**Work to be completed**. Using the records that appear below, write out exactly the lines from the one with "of the clear" through the one with "Point to one spot on every instance of the white", keeping both end lines.

**Input data**.
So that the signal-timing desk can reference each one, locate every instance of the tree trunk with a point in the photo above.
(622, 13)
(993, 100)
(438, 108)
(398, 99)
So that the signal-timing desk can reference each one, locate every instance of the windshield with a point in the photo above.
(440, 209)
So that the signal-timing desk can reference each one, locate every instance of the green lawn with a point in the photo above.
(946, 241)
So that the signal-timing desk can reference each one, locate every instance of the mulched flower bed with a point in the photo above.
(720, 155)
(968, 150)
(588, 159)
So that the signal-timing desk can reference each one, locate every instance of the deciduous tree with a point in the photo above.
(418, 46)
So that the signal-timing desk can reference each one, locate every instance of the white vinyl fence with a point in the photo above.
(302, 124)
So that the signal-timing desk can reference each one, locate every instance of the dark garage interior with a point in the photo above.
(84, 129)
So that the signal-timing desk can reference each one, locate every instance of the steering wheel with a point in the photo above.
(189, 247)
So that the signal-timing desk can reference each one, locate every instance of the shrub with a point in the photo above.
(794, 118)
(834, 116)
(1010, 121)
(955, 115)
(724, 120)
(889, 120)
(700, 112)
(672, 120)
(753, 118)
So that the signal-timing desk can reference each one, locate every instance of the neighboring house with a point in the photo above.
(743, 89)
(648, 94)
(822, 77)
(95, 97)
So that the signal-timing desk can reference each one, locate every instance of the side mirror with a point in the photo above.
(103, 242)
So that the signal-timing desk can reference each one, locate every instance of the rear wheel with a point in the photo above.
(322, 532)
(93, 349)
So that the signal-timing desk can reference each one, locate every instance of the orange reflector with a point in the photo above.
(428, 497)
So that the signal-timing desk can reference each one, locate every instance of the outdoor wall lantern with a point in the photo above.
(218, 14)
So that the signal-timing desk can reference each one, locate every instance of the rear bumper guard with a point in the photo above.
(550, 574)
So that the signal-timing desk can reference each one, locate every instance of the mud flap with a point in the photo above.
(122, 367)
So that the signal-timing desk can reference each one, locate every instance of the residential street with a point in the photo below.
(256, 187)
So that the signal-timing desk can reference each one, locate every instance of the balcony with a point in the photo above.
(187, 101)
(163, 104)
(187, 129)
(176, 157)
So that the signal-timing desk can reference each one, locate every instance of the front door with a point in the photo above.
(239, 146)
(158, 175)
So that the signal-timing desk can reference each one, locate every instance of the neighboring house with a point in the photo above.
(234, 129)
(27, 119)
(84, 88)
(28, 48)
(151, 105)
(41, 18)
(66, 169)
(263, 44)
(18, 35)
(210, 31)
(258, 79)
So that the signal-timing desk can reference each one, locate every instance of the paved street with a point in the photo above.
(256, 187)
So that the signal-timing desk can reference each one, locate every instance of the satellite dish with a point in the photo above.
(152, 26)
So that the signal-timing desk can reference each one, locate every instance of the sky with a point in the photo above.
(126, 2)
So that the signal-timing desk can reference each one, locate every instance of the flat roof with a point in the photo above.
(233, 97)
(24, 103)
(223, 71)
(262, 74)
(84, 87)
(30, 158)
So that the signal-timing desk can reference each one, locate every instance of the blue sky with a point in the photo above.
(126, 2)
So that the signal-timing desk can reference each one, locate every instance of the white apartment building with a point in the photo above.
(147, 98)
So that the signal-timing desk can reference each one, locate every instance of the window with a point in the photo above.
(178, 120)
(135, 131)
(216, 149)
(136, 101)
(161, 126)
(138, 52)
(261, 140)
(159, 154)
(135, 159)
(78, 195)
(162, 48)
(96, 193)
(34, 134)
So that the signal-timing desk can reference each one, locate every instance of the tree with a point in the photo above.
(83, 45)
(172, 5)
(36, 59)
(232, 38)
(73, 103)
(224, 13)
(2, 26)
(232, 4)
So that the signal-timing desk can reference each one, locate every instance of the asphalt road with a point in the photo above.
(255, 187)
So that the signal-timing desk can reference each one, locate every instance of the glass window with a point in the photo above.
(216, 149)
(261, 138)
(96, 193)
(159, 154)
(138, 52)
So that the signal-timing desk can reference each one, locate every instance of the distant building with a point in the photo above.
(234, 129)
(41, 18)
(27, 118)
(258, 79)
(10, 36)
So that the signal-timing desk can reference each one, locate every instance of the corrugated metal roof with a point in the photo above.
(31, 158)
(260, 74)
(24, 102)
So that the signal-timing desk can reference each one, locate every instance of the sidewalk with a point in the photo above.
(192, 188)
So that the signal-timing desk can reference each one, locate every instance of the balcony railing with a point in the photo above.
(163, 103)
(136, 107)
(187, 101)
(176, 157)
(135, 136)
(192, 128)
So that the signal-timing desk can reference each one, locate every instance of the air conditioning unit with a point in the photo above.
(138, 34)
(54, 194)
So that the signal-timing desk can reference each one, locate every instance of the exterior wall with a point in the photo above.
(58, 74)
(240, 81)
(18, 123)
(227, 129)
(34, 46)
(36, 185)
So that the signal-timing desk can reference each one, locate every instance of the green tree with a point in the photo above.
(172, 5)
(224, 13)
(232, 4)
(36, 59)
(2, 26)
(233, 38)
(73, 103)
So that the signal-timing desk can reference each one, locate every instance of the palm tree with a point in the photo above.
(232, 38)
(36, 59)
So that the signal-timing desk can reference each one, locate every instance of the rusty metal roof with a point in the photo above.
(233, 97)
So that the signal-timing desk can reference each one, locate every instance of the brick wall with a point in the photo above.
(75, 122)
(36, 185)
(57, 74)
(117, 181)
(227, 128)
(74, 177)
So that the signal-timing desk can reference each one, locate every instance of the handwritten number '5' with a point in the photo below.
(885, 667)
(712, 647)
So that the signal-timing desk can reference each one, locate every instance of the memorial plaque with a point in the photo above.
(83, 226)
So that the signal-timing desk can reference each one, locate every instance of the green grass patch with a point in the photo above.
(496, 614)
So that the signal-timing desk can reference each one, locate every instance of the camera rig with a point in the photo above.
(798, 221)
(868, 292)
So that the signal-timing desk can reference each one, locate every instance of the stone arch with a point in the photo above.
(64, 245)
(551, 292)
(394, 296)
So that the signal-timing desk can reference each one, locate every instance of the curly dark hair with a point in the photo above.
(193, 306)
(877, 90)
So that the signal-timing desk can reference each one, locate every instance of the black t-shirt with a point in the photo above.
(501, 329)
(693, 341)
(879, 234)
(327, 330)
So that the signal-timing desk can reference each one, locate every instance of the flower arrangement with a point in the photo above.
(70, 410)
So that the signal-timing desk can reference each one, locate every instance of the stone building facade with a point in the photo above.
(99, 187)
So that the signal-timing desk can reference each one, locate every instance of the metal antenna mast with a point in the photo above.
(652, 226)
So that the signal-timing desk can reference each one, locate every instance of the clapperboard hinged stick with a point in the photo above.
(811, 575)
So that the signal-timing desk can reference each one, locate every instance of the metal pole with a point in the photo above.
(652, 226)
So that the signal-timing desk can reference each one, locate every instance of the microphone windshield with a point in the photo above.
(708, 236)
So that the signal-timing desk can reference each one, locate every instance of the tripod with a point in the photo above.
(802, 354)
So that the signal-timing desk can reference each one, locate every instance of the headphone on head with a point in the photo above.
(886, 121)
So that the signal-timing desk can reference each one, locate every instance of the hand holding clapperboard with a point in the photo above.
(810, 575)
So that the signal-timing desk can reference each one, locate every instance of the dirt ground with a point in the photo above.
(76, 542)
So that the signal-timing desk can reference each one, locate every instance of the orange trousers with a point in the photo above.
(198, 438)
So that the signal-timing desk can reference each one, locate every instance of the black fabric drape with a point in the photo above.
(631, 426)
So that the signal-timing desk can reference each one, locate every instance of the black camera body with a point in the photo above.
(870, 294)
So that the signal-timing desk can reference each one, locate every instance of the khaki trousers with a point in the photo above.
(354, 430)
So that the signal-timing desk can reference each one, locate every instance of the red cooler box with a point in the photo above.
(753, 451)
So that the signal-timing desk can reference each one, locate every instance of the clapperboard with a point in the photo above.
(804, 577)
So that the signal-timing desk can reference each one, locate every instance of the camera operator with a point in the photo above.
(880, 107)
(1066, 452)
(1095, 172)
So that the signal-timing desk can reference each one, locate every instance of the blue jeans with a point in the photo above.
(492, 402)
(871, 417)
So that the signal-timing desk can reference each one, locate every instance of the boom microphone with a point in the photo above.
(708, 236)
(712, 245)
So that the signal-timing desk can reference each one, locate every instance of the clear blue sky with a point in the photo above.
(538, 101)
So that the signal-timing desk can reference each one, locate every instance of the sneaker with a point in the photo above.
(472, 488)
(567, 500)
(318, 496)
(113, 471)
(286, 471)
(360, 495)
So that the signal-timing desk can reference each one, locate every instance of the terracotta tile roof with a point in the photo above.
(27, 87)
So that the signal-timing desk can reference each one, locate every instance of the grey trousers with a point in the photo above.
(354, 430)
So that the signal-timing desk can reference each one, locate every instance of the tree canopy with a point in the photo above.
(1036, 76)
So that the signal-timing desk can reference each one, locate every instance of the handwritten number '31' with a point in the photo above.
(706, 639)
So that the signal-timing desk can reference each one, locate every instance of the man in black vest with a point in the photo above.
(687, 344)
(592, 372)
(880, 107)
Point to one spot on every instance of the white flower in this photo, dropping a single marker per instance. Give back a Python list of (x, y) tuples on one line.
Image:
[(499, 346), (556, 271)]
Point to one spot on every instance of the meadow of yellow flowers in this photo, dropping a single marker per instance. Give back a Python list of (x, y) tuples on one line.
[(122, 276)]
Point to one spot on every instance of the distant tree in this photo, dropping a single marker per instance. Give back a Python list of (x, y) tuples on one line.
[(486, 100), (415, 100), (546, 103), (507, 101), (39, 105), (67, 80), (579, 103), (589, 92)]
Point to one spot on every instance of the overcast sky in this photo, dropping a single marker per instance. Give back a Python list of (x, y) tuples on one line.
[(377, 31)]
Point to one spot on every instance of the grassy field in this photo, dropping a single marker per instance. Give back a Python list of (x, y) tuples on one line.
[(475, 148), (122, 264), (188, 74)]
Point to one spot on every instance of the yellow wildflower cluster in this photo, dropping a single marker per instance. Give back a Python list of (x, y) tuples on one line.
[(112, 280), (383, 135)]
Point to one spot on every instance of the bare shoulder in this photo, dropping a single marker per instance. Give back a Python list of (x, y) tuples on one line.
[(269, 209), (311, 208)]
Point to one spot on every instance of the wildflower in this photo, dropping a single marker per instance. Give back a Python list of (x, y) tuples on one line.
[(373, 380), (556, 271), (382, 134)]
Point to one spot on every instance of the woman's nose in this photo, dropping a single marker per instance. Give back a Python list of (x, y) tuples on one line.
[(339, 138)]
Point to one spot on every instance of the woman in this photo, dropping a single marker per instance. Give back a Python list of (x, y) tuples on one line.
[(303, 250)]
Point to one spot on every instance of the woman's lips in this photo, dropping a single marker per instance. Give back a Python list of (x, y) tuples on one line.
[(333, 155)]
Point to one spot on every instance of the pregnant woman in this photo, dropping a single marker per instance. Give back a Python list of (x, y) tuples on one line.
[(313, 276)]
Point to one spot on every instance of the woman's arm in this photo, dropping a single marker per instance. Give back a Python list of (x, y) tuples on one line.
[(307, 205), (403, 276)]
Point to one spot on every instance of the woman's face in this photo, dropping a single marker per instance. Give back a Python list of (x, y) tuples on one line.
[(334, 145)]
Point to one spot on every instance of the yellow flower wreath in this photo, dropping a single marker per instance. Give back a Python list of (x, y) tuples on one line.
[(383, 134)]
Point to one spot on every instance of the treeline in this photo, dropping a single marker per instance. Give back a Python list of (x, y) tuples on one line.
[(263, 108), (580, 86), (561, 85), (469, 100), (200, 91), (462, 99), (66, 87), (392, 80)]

**Task result**.
So that the signal-timing desk can reference each one, locate every instance of the clear blue sky with a point in the photo above.
(538, 101)
So that the signal-timing desk can reference each one, locate every instance of the sneaker with a point in the photo above.
(472, 488)
(567, 500)
(318, 496)
(113, 471)
(286, 471)
(360, 495)
So that the signal-timing desk can reference each one, locate every instance of the terracotta tile roof with a point in the photo above.
(27, 87)
So that the signal-timing desk can reference each one, locate every instance of the grey trousers with a point in the photo above.
(354, 430)
So that the signal-timing desk can reference each one, locate every instance of the tree canopy with a point in the photo above.
(1036, 76)
So that the signal-timing desk can reference each one, locate every instance of the handwritten number '31' with a point in the photo above.
(706, 639)
So that the signal-timing desk can reference each one, locate every instance of the man in black vest with a point in the photo above.
(687, 344)
(592, 372)
(880, 107)
Point to one spot on every instance of the white flower in this photo, dropping a single marker per instance. Give back a Python list of (x, y) tuples on one line.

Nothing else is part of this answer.